— WHAT THIS EXERCISE ASKS —
[1] In the burner description, which of the three nozzle exits is the largest?
[2] Carry on the air-fuel burner description past its final sentence, keeping its style and terminology.

— DOCUMENT SECTION —
----
An air-fuel burner in accordance with the present disclosure comprises an air-fuel nozzle adapted to receive a combustible air-fuel mixture. The air-fuel nozzle is configured to discharge the combustible air-fuel mixture into a combustion chamber. The discharged combustible air-fuel mixture is ignited to produce a flame in the combustion chamber.
In illustrative embodiments, the air-fuel nozzle is configured to provide means for forming three nozzle exits to cause three separate flames to be established in the combustion chamber when the combustible air-fuel mixture is ignited. In an illustrative embodiment, the first nozzle exit is formed near an inner end of the elongated air-fuel nozzle, the third nozzle exit is formed at an opposite outer end of the elongated air-fuel nozzle, and the second (and largest) nozzle exit is formed near the opposite outer end and arranged to lie between the first and third nozzle exits. Each nozzle exit is defined by one or more nozzle apertures opening into an air-fuel transfer passageway formed in the air-fuel nozzle. The three nozzle exits are arranged in the air-fuel nozzle to cooperate to provide means for minimizing NOx formation within the flames while maximizing flame temperature and operating efficiency of the air-fuel burner.
In illustrative embodiments, the air-fuel burner comprises a heat-transfer tube, an air-fuel mixing chamber coupled to an upstream end of the heat-transfer tube, and the air-fuel nozzle. The air-fuel nozzle is coupled in fluid communication to the air-fuel mixing chamber and is arranged to extend into an interior region formed within the heat-transfer tube. The air-fuel nozzle lies in an interior region of the heat-transfer tube and cooperates with the heat-transfer tube to form the combustion chamber therebetween. The air-fuel mixing chamber mixes air and fuel to produce a combustible air-fuel mixture that is communicated in a downstream direction through the air-fuel nozzle and discharged from the air-fuel nozzle to feed a flame formed in the combustion chamber. The flame produces heat which heats the heat-transfer tube and is transferred from the heat-transfer tube to an adjacent medium outside the heat-transfer tube so that a temperature of the adjacent medium is raised.
----
— Raw records —

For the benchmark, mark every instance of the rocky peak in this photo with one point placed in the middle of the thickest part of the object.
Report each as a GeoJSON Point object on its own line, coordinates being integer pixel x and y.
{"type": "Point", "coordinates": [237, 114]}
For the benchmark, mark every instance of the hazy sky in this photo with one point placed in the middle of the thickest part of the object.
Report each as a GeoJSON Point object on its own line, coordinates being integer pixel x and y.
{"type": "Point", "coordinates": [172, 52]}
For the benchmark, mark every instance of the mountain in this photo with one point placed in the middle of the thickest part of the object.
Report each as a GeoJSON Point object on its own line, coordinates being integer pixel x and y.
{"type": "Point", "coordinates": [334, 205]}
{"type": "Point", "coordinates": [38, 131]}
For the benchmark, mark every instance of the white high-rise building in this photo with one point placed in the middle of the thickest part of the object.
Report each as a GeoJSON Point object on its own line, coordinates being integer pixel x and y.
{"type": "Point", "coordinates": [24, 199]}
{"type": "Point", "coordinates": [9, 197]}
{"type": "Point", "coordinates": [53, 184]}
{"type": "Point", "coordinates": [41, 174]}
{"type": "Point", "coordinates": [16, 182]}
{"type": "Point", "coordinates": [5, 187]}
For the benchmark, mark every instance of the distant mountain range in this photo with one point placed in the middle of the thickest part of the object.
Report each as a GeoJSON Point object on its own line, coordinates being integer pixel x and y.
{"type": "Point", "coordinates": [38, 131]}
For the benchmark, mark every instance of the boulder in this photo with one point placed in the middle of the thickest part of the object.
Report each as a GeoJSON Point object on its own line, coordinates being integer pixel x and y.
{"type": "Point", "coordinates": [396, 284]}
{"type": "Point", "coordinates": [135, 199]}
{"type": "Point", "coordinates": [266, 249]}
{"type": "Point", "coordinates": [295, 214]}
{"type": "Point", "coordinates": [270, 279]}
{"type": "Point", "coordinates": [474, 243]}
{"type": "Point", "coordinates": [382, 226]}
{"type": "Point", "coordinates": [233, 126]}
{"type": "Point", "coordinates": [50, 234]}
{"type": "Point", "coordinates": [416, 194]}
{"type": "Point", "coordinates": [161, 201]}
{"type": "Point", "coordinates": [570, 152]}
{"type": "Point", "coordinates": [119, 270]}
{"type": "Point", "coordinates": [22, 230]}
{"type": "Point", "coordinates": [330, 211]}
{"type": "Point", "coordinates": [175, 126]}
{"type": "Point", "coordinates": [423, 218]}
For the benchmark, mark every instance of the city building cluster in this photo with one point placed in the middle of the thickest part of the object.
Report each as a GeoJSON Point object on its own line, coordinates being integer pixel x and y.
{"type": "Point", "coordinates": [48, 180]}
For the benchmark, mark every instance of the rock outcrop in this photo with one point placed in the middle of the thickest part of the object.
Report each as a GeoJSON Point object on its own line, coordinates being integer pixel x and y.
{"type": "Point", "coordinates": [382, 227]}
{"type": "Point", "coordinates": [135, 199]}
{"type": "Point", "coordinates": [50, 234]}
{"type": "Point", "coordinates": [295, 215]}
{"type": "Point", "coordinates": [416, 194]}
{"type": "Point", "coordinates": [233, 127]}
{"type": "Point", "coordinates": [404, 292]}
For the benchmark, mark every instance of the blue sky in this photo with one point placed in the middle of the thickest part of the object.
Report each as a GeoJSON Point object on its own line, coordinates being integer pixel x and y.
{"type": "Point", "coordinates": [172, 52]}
----
— TASK ANSWERS —
[1] The second nozzle exit is the largest.

[2]
In illustrative embodiments, about 10% to about 20% of the combustible air-fuel mixture flowing through the air-fuel transfer passageway moves into the combustion chamber through the first nozzle exit formed in the air-fuel nozzle. The first nozzle exit is configured to discharge a combustible air-fuel mixture that, when ignited, establishes a detached first flame extending in radially outward directions from the air-fuel nozzle toward the heat-transfer tube. The detached first flame includes a root that is detached from the air-fuel nozzle and a tip that is arranged to stabilize on an interior surface of the heat-transfer tube during combustion.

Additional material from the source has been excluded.